--- START ---

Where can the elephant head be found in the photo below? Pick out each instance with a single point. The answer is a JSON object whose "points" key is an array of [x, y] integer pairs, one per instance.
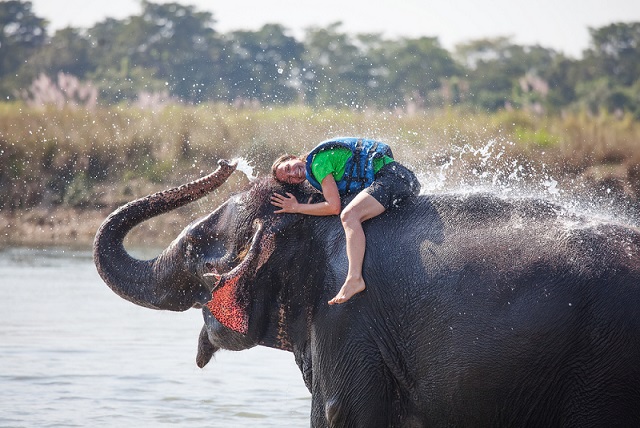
{"points": [[218, 263]]}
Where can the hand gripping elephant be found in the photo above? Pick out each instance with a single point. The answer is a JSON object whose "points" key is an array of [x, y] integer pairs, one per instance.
{"points": [[479, 311]]}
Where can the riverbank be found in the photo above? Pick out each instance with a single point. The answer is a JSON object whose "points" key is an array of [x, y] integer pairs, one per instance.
{"points": [[77, 227]]}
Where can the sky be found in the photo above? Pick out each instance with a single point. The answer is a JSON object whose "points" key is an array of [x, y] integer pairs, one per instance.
{"points": [[558, 24]]}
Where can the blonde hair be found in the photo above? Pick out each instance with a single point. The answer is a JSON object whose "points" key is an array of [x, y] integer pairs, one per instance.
{"points": [[278, 161]]}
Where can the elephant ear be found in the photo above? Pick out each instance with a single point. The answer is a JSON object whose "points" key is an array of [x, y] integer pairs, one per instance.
{"points": [[230, 300]]}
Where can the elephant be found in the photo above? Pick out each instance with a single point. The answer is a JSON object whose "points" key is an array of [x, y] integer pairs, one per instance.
{"points": [[480, 309]]}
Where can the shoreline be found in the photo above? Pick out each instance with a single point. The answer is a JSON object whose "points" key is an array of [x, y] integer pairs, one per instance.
{"points": [[61, 226]]}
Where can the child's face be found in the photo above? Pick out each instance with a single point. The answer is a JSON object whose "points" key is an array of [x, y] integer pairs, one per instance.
{"points": [[291, 171]]}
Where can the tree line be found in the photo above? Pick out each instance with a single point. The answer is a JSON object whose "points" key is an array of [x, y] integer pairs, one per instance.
{"points": [[172, 53]]}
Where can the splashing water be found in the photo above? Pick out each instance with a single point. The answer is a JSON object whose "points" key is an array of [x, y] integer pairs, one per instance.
{"points": [[486, 167], [246, 168]]}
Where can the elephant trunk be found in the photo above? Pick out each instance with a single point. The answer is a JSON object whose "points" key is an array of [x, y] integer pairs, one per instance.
{"points": [[161, 283]]}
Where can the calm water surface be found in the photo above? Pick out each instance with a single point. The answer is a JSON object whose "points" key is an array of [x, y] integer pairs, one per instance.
{"points": [[72, 353]]}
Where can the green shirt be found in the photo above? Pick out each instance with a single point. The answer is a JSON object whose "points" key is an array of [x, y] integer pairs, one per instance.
{"points": [[333, 161]]}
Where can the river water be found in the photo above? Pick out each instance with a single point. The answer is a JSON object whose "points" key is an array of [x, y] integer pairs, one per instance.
{"points": [[72, 353]]}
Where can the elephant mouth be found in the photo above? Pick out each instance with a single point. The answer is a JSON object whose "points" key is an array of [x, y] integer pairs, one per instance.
{"points": [[229, 302]]}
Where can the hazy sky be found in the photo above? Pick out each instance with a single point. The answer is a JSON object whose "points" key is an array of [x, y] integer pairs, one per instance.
{"points": [[558, 24]]}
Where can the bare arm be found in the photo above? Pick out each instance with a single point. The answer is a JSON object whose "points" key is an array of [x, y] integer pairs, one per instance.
{"points": [[330, 206]]}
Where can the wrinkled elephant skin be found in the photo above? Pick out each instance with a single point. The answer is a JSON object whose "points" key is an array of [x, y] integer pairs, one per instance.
{"points": [[479, 310]]}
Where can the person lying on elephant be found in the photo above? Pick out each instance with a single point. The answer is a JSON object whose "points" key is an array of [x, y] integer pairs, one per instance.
{"points": [[339, 167]]}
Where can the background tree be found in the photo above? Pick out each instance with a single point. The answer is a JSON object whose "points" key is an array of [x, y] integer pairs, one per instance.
{"points": [[21, 34]]}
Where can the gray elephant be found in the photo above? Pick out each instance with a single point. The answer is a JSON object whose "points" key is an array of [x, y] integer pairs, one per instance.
{"points": [[479, 310]]}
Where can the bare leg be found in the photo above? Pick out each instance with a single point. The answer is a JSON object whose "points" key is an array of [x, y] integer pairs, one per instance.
{"points": [[361, 208]]}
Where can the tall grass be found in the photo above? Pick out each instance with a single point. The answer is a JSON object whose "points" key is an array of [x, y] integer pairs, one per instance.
{"points": [[100, 157]]}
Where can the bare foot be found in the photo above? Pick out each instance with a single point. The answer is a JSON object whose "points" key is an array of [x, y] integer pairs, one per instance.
{"points": [[349, 289]]}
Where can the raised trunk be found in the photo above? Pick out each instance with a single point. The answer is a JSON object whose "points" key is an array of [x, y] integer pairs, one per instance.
{"points": [[161, 283]]}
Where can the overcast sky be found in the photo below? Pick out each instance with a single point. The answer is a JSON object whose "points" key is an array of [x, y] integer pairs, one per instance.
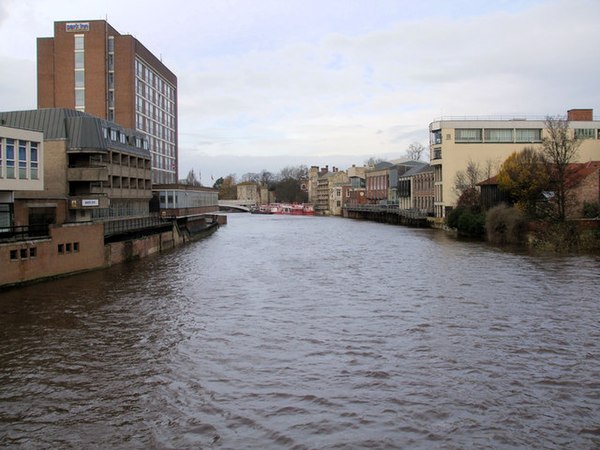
{"points": [[265, 84]]}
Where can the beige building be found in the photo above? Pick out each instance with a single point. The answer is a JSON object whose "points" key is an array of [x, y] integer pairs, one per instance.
{"points": [[21, 168], [453, 143], [94, 170], [89, 66]]}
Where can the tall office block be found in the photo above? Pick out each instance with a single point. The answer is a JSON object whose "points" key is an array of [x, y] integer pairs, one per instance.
{"points": [[89, 66]]}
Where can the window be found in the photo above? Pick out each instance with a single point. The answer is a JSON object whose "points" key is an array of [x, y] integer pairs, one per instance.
{"points": [[436, 137], [79, 60], [79, 99], [10, 158], [585, 133], [78, 42], [79, 79], [33, 160], [22, 160], [468, 135], [499, 135], [528, 135]]}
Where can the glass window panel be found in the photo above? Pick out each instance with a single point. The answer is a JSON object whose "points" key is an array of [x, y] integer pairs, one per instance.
{"points": [[79, 98], [528, 135], [79, 60], [79, 78], [79, 42], [499, 135], [468, 135]]}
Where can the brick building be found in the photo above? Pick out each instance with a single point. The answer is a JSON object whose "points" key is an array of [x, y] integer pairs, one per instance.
{"points": [[91, 67]]}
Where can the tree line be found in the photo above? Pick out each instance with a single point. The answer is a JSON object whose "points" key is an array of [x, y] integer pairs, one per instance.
{"points": [[289, 185], [536, 187]]}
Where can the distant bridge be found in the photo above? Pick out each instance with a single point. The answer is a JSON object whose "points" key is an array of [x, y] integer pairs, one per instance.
{"points": [[239, 205]]}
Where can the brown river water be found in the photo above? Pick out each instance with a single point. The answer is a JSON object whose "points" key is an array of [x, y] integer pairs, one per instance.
{"points": [[308, 332]]}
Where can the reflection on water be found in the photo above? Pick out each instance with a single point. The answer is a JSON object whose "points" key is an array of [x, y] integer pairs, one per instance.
{"points": [[308, 332]]}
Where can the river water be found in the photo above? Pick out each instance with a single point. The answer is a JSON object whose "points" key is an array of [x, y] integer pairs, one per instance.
{"points": [[308, 332]]}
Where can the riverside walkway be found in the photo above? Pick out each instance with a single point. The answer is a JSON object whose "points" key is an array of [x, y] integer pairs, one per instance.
{"points": [[388, 214]]}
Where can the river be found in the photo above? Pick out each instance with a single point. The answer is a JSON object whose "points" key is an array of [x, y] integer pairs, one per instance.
{"points": [[308, 332]]}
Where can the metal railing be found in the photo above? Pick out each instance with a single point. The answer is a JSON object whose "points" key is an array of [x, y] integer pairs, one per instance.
{"points": [[23, 233], [124, 225], [388, 208]]}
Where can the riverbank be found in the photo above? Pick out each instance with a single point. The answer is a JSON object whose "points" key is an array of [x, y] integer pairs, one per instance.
{"points": [[75, 248]]}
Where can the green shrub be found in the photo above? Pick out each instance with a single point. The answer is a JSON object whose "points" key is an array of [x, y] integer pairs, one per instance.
{"points": [[471, 224], [505, 225], [453, 216], [591, 210]]}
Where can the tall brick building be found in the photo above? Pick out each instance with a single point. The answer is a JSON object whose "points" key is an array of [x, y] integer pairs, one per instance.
{"points": [[89, 66]]}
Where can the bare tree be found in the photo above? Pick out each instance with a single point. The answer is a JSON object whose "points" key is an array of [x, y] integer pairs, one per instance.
{"points": [[467, 178], [191, 179], [560, 148], [415, 151]]}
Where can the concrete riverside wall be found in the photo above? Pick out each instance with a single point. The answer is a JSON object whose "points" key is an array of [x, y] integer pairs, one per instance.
{"points": [[69, 249], [118, 252]]}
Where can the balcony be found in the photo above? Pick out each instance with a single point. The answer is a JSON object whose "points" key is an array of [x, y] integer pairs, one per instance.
{"points": [[87, 174], [23, 233]]}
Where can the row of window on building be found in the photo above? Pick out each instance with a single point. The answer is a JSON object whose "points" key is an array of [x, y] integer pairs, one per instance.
{"points": [[154, 81], [19, 159], [187, 199], [119, 136]]}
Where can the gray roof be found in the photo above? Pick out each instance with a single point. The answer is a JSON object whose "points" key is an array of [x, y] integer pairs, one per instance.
{"points": [[81, 130], [423, 167]]}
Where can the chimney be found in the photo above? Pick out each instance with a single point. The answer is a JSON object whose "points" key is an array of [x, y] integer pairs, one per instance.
{"points": [[578, 115]]}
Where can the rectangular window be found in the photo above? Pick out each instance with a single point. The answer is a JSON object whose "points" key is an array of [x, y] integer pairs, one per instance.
{"points": [[10, 158], [585, 133], [79, 98], [528, 135], [78, 41], [468, 134], [22, 160], [79, 61], [79, 79], [499, 135]]}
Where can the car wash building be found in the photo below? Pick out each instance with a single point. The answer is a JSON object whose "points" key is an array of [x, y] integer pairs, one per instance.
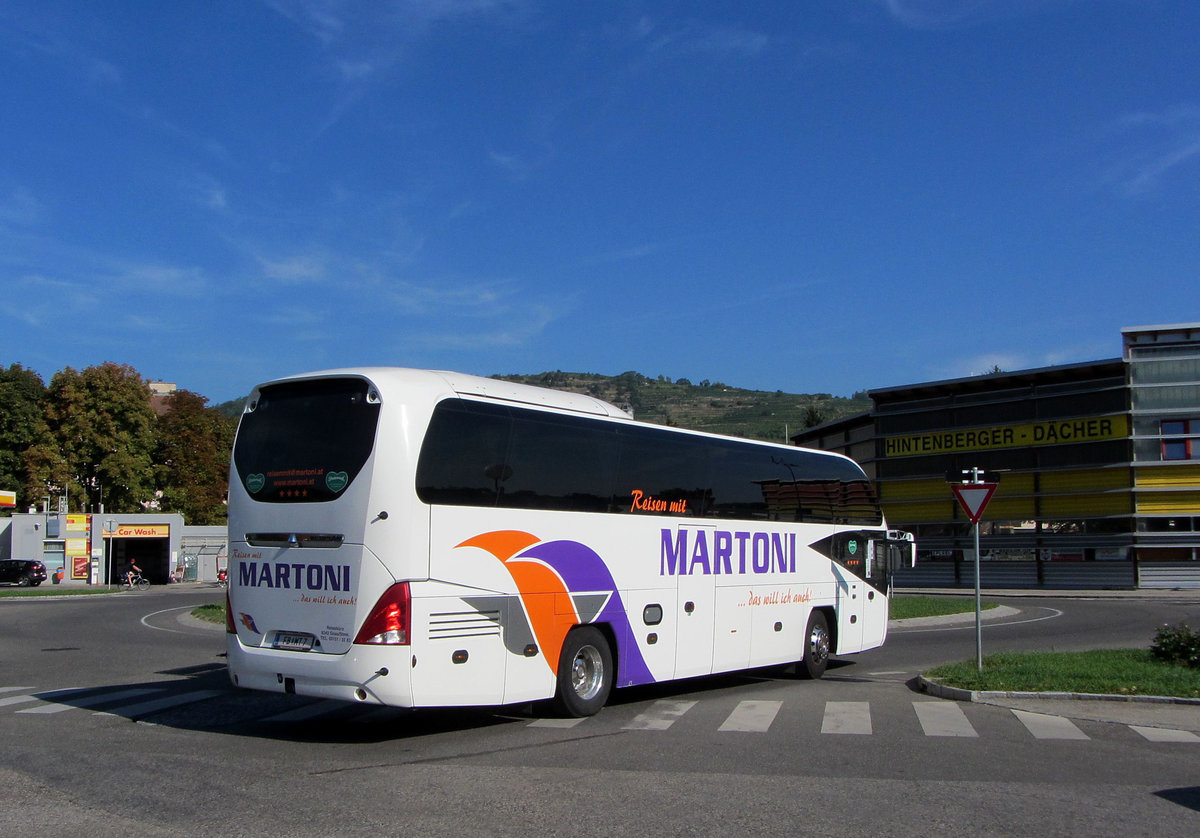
{"points": [[1098, 468], [81, 549]]}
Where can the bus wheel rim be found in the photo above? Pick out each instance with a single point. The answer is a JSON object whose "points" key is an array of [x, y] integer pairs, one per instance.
{"points": [[587, 672]]}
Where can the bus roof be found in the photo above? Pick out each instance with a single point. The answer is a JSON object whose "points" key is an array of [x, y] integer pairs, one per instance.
{"points": [[463, 384]]}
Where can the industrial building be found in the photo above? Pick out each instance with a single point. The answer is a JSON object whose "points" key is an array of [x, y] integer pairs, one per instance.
{"points": [[1098, 468]]}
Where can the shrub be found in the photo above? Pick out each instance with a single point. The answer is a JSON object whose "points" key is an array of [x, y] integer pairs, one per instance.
{"points": [[1177, 645]]}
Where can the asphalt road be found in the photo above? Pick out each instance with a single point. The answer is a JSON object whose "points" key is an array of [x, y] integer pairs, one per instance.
{"points": [[154, 741]]}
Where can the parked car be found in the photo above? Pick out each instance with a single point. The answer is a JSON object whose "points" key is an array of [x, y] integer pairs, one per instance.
{"points": [[22, 572]]}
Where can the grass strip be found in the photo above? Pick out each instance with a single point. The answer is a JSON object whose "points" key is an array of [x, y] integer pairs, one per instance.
{"points": [[905, 608], [213, 612], [1103, 671]]}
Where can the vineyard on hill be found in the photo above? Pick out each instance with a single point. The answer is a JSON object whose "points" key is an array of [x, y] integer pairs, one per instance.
{"points": [[706, 406]]}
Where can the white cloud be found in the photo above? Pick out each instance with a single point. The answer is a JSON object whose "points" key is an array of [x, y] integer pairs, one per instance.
{"points": [[1153, 145]]}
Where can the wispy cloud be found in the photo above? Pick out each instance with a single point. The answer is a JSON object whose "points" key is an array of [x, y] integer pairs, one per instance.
{"points": [[1155, 145], [699, 37], [22, 208], [936, 15]]}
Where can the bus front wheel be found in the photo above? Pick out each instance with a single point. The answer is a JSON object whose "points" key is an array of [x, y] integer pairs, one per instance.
{"points": [[585, 672], [816, 646]]}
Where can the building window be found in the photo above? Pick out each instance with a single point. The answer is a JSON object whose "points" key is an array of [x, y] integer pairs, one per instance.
{"points": [[1179, 438]]}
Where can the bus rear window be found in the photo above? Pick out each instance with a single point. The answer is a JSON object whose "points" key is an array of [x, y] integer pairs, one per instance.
{"points": [[305, 442]]}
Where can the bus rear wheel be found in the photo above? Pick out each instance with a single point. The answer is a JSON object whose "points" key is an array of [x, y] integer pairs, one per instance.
{"points": [[585, 672], [816, 647]]}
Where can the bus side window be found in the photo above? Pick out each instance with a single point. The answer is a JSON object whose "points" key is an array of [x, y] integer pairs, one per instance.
{"points": [[463, 458]]}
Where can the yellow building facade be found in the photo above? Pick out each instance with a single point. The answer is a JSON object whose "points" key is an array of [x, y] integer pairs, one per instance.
{"points": [[1098, 467]]}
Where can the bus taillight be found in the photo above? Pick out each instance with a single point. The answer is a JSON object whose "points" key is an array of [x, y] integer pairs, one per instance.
{"points": [[390, 618]]}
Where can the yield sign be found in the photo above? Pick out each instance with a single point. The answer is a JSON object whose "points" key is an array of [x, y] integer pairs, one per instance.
{"points": [[973, 497]]}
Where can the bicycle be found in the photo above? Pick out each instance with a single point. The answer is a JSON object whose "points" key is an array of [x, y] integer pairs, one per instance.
{"points": [[137, 581]]}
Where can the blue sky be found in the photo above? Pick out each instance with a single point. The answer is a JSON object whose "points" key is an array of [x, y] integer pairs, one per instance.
{"points": [[815, 196]]}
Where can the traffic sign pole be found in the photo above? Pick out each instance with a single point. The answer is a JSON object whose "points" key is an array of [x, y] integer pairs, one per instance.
{"points": [[973, 495]]}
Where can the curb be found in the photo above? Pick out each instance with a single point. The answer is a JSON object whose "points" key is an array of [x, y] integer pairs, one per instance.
{"points": [[982, 696]]}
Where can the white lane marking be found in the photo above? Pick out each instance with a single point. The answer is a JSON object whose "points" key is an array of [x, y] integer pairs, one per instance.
{"points": [[939, 718], [1044, 726], [847, 717], [660, 716], [751, 717]]}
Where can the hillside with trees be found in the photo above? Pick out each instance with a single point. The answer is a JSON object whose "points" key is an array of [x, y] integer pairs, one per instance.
{"points": [[706, 406], [97, 437]]}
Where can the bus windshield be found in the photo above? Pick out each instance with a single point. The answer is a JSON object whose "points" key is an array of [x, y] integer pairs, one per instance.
{"points": [[304, 442]]}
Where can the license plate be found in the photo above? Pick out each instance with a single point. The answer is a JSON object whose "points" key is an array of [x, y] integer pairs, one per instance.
{"points": [[293, 641]]}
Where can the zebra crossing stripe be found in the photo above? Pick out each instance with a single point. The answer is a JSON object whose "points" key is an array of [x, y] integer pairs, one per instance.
{"points": [[309, 711], [148, 707], [847, 717], [751, 717], [660, 716], [562, 724], [16, 700], [1049, 726], [941, 718], [90, 701], [1165, 734]]}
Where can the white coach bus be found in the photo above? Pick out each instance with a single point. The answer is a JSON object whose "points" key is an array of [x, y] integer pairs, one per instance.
{"points": [[418, 538]]}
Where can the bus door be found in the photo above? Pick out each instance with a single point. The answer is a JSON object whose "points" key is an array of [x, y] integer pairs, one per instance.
{"points": [[695, 615], [864, 562]]}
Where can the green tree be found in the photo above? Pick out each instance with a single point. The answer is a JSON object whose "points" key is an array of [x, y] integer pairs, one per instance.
{"points": [[193, 459], [103, 440], [22, 426]]}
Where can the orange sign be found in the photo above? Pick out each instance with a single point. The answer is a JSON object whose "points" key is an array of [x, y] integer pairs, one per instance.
{"points": [[139, 531]]}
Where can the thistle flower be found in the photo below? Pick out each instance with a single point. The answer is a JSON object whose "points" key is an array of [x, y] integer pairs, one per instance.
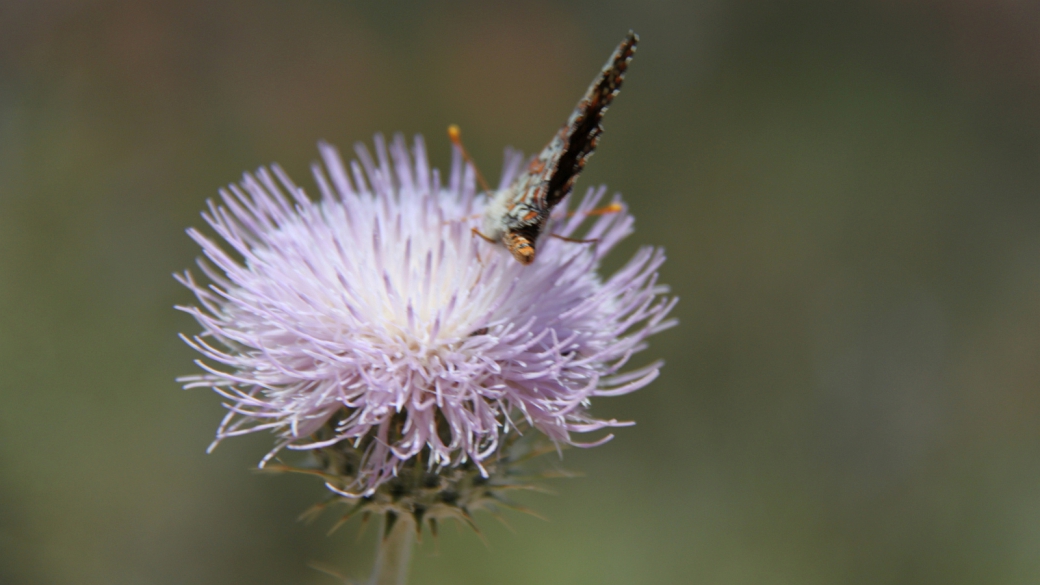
{"points": [[372, 320]]}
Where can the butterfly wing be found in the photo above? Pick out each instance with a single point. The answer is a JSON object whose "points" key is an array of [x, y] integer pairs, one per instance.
{"points": [[518, 213]]}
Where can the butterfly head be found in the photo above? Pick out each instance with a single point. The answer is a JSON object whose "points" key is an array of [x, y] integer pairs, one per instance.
{"points": [[520, 246]]}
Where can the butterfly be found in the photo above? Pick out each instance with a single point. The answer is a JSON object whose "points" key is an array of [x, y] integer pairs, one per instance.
{"points": [[517, 214]]}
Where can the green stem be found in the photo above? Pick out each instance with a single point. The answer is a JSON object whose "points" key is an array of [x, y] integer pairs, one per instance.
{"points": [[393, 550]]}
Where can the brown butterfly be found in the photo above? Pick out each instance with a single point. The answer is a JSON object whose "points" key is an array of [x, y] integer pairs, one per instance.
{"points": [[517, 214]]}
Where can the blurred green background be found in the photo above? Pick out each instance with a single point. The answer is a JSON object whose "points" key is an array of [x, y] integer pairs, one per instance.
{"points": [[849, 194]]}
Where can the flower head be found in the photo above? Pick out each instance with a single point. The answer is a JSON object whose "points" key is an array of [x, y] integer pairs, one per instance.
{"points": [[373, 318]]}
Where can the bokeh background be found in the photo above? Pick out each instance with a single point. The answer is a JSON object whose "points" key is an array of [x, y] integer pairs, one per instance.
{"points": [[849, 194]]}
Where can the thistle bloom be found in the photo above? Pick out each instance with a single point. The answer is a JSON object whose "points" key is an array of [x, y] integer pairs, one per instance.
{"points": [[377, 314]]}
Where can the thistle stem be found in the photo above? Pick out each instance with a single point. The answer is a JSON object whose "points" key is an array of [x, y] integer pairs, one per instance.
{"points": [[393, 550]]}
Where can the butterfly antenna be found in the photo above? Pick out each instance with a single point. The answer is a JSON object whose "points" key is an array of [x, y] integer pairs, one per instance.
{"points": [[606, 210], [456, 135]]}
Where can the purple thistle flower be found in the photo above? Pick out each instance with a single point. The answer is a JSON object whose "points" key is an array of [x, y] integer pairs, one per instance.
{"points": [[377, 306]]}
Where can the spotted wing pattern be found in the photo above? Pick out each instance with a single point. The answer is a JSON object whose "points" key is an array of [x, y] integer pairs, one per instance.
{"points": [[518, 213]]}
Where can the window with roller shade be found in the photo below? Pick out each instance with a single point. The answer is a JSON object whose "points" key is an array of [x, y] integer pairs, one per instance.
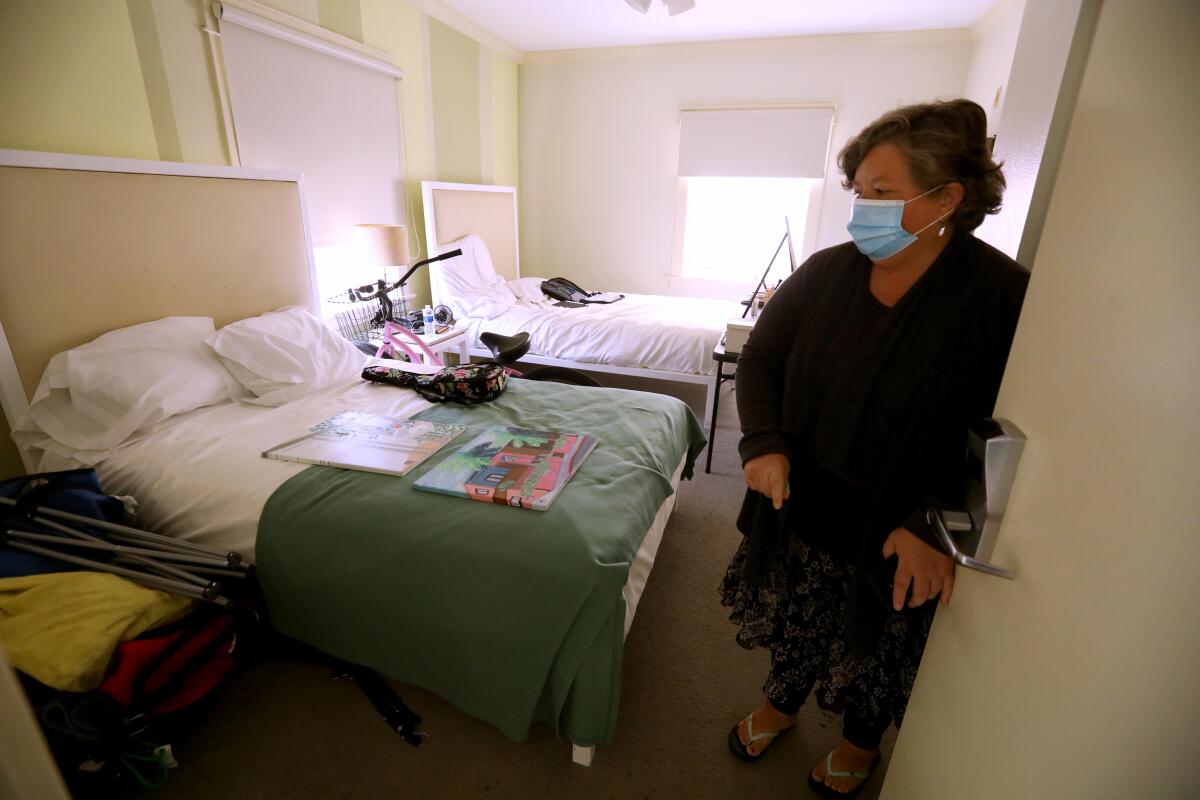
{"points": [[741, 173]]}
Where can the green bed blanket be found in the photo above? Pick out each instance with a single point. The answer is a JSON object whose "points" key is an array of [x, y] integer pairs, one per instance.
{"points": [[514, 615]]}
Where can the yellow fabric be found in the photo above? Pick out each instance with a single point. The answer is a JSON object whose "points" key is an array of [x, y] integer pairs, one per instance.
{"points": [[63, 627]]}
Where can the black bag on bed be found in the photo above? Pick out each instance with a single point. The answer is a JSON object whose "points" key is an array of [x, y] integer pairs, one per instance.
{"points": [[466, 384], [568, 292]]}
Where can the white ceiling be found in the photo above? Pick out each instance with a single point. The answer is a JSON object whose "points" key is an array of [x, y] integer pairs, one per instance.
{"points": [[533, 25]]}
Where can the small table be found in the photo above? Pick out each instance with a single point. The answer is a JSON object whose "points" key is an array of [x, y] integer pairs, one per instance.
{"points": [[721, 358], [451, 338]]}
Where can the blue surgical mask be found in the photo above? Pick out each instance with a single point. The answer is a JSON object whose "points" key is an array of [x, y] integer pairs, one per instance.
{"points": [[876, 229]]}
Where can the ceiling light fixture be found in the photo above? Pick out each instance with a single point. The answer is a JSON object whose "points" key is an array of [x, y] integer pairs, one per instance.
{"points": [[673, 6]]}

--- END ---

| Exercise brief |
Please retype, exactly as written, every line from the line containing "Where can the green bed" through the last line of the records above, including both of those lines, and nothing else.

| Solution to the exercise |
Where can the green bed blanket be found in the photo above? Pick out each instance with a single point. The answer is a JSON object whose "points" key is an array of [x, y] integer pairs, one per instance.
{"points": [[514, 615]]}
Where can the yellow fabric be found in the photo above? Pick out each instance with a single point. The answer is a JSON object whose "points" key is an array of [x, y] integer pairs, one per instance.
{"points": [[63, 627]]}
Where can the black bag on bed be found in the photo above? Pick out each instance with a single point. The answer is a JSON object whose "points" key is an array of [x, y] integer pairs, one per instance.
{"points": [[466, 384], [568, 292]]}
Where can the white ceiling be found in the photo above? Pick out each instance with a single point. The answer is a JSON object whose "points" key is an array of [x, y] integer pairs, one per instance.
{"points": [[533, 25]]}
Where can the small table be found in the photo above? Pick out each instance with a single point. The answer is a JSON object whose "points" key is an array of [x, y] integer pairs, one per instance.
{"points": [[721, 358], [451, 338]]}
Where can the blue surgical mask be found in the photo above? Pick out each instance with a single point. The answer is a JSON object whose "points" key is an array of [x, y] integer pairs, one per instance.
{"points": [[876, 229]]}
Where can the ceiling light fixture be found in the photo above? Pick out each instance with a single point. The answer is a JSON object whose "points" key is an array of [x, y] integer pairs, one per instance.
{"points": [[673, 6]]}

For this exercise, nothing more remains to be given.